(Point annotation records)
• • • • • • •

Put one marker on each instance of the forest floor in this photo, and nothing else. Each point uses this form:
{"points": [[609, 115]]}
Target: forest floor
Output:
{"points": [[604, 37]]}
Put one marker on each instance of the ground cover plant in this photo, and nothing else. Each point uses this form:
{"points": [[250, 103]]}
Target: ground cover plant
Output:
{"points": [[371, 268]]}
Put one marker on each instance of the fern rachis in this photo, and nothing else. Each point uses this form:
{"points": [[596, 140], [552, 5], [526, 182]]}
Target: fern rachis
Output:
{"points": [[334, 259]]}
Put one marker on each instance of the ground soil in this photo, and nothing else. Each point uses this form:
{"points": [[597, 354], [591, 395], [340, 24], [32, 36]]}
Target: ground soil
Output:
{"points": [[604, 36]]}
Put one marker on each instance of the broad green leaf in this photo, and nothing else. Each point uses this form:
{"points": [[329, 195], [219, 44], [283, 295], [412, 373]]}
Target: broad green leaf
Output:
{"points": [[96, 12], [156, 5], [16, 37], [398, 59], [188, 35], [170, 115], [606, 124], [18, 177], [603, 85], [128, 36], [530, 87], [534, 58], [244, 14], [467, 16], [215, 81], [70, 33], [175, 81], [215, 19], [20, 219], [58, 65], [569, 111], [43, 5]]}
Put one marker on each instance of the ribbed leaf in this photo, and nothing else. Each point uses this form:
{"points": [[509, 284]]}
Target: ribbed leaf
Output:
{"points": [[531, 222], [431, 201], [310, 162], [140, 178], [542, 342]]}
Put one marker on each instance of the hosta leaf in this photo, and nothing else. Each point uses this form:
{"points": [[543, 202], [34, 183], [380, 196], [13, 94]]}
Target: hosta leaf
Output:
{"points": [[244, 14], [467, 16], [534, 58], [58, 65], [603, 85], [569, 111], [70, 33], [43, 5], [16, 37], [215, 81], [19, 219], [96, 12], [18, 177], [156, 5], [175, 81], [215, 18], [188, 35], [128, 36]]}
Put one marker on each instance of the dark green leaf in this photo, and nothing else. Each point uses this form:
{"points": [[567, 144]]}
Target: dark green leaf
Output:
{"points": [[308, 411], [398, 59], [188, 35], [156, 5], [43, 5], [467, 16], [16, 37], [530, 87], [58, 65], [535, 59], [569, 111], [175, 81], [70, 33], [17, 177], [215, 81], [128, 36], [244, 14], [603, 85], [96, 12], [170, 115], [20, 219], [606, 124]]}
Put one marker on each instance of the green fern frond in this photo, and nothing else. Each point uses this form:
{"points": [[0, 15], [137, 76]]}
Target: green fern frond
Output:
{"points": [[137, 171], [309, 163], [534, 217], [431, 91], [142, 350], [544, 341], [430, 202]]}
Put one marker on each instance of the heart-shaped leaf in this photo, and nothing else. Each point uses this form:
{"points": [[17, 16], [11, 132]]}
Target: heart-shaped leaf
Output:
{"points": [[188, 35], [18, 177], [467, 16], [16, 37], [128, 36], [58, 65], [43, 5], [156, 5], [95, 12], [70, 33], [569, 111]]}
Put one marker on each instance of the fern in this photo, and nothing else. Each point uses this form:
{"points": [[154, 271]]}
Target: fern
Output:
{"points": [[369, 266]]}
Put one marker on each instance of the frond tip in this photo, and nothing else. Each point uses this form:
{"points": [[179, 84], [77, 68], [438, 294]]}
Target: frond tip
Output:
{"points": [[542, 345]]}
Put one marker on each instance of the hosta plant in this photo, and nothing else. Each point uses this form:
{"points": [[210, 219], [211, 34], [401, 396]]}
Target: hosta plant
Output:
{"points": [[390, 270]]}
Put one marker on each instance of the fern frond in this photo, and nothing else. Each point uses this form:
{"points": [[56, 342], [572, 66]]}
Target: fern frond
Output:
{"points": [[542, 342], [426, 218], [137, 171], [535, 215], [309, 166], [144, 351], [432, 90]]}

• • • • • • •

Task brief: Print out every entry, keeping each one exact.

Task response:
Put one marker on each instance of the forest floor in this photo, and nothing else. Each point uses this form:
{"points": [[609, 115]]}
Target: forest floor
Output:
{"points": [[604, 37]]}
Put one marker on each instance of the ground cover plant in this photo, and nothing else. Each point uses this form:
{"points": [[250, 103]]}
Target: ground cover plant
Output:
{"points": [[371, 268]]}
Put one marker on each instance of the fern rachis in this photo, and nothing else. Each point uses this form:
{"points": [[596, 140], [552, 5], [526, 182]]}
Target: fern rachis
Output:
{"points": [[334, 259]]}
Put one marker on each instance of the ground soil in this photo, and nothing else. Each point uses this form:
{"points": [[597, 354], [591, 395], [340, 24], [32, 36]]}
Target: ground soil
Output:
{"points": [[604, 36]]}
Put one marker on each instance of the broad green leaf in this photo, and nothing else. Each point uses this form:
{"points": [[329, 195], [219, 44], [283, 295], [412, 373]]}
Target: broad green leaf
Output:
{"points": [[96, 12], [156, 5], [16, 37], [398, 59], [188, 35], [170, 115], [606, 124], [18, 177], [603, 85], [128, 36], [530, 87], [534, 58], [244, 14], [467, 16], [215, 81], [70, 33], [175, 81], [215, 19], [20, 219], [58, 65], [569, 111], [43, 5]]}
Put one marker on each instance of the ribbed leaf in this photo, and nothing else. Each point uses this form:
{"points": [[509, 284]]}
Target: ribbed leaf
Output:
{"points": [[531, 222], [431, 201], [310, 162], [140, 178], [542, 342]]}
Put one marker on each instance of the hosta leaf in this photo, and nothing else. Each point uses this form:
{"points": [[543, 202], [34, 183], [380, 196], [13, 94]]}
Target: hosta leaf
Output:
{"points": [[244, 14], [467, 16], [534, 58], [58, 65], [603, 85], [569, 111], [70, 33], [43, 5], [16, 37], [215, 81], [19, 219], [96, 12], [18, 177], [156, 5], [175, 81], [215, 18], [188, 35], [128, 36]]}
Put one marker on each instance of the dark green leaf in this photo, and nothing else. Each point uses this form:
{"points": [[567, 144]]}
Target: dark green leaf
Output:
{"points": [[308, 411], [398, 59], [188, 35], [156, 5], [43, 5], [467, 16], [16, 37], [530, 87], [58, 65], [535, 59], [569, 111], [175, 81], [70, 33], [17, 177], [215, 81], [128, 36], [244, 14], [603, 85], [96, 12], [170, 115], [20, 219], [606, 124]]}
Put one marker on each instance of the green fern frond in this photo, and nothing else. Each point uses this form:
{"points": [[0, 15], [137, 76]]}
Target: green fern frond
Output:
{"points": [[137, 171], [309, 163], [534, 217], [431, 91], [142, 350], [544, 341], [430, 202]]}
Put one marker on each instance of the heart-shaped leaf in this photo, and nothing else. Each point uses this form:
{"points": [[17, 16], [11, 132]]}
Target: heart-shaped leaf
Output:
{"points": [[188, 35], [18, 177], [467, 16], [16, 37], [128, 36], [58, 65], [43, 5], [156, 5], [95, 12], [70, 33], [569, 111]]}
Put one marker on each instance of the fern in this photo, and nothing else. Each point uses this form:
{"points": [[154, 271]]}
Target: fern
Output:
{"points": [[369, 266]]}
Put one marker on each instance of the frond tip in this photo, and nothing else. Each point uses this form:
{"points": [[179, 84], [77, 68], [438, 294]]}
Target: frond tip
Output:
{"points": [[542, 345]]}
Put one marker on each instance of the hosta plant in this photo, and nothing else. Each point uses this form:
{"points": [[210, 219], [211, 34], [401, 396]]}
Target: hosta plant
Output:
{"points": [[390, 270]]}
Put one marker on each instance of the fern frond in this photo, and nothing else. Each point uses this form:
{"points": [[56, 342], [572, 66]]}
Target: fern frond
Output:
{"points": [[542, 342], [426, 218], [137, 171], [535, 215], [309, 166], [144, 351], [432, 90]]}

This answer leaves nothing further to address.